Print the records from their first line up to and including the line that contains "[[[61,180],[57,117],[49,110],[28,111],[28,179]]]", and keep every line unchanged.
⁂
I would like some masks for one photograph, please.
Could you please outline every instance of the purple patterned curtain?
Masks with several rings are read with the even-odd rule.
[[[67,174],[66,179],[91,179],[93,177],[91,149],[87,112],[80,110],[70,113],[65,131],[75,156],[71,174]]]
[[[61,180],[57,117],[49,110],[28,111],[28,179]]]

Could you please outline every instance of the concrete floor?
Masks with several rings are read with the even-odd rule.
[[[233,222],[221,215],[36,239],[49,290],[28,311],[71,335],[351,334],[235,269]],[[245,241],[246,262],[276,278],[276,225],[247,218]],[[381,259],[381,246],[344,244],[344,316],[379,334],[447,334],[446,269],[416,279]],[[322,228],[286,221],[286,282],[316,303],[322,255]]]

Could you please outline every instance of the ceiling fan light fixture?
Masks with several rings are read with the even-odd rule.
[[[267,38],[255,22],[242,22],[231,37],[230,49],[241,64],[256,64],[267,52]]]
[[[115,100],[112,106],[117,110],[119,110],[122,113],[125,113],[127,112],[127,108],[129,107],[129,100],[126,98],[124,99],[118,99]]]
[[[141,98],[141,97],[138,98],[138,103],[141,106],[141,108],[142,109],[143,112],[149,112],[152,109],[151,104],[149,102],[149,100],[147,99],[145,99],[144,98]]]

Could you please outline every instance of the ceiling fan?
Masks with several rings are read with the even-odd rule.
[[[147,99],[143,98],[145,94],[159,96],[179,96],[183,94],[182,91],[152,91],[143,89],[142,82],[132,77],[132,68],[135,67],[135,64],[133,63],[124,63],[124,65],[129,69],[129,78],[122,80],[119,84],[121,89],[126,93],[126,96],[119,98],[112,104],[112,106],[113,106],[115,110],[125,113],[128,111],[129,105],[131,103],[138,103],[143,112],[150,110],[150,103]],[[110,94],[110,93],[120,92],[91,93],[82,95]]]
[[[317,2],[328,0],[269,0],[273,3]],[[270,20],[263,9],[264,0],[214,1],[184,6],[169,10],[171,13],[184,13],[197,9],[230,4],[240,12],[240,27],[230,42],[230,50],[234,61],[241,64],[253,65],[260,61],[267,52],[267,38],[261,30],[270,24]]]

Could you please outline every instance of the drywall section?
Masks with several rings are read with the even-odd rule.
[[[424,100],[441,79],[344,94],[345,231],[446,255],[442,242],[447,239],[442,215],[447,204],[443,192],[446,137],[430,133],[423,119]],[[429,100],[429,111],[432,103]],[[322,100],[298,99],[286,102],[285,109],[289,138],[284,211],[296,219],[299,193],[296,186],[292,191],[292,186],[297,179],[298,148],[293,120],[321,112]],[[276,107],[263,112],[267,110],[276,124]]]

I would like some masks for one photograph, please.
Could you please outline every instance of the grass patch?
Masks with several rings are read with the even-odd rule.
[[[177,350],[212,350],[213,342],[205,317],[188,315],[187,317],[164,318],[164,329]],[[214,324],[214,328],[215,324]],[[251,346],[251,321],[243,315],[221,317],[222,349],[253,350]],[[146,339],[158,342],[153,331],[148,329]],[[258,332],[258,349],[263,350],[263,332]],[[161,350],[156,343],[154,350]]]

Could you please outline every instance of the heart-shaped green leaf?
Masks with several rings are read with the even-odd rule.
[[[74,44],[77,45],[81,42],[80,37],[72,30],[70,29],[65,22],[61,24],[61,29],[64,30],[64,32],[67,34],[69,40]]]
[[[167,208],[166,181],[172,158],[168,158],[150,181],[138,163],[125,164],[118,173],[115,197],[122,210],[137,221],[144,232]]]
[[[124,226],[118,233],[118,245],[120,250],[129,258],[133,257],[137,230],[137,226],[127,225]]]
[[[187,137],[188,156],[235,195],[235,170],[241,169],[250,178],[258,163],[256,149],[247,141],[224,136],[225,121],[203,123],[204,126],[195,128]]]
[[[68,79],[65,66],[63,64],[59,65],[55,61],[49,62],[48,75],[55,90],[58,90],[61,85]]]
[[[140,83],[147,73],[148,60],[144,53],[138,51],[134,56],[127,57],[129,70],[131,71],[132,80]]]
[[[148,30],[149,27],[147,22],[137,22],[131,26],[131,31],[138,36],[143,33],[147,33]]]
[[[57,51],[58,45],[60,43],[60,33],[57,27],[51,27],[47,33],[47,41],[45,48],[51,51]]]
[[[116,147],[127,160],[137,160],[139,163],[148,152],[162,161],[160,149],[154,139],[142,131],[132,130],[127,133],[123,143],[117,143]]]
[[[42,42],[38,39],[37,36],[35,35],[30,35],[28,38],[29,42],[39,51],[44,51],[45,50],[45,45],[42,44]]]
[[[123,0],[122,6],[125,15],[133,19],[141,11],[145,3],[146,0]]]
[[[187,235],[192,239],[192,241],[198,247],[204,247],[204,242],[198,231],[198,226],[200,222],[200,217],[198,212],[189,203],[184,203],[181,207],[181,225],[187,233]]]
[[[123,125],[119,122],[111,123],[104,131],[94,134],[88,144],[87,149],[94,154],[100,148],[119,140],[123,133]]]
⁂
(Output):
I would like some masks for one photograph, please.
Could you please outline every instance of the purple patterned curtain?
Masks with several rings are read with the even-odd rule.
[[[67,174],[66,179],[91,179],[93,177],[91,149],[87,112],[80,110],[70,113],[65,131],[75,156],[71,174]]]
[[[61,180],[57,117],[49,110],[28,111],[28,179]]]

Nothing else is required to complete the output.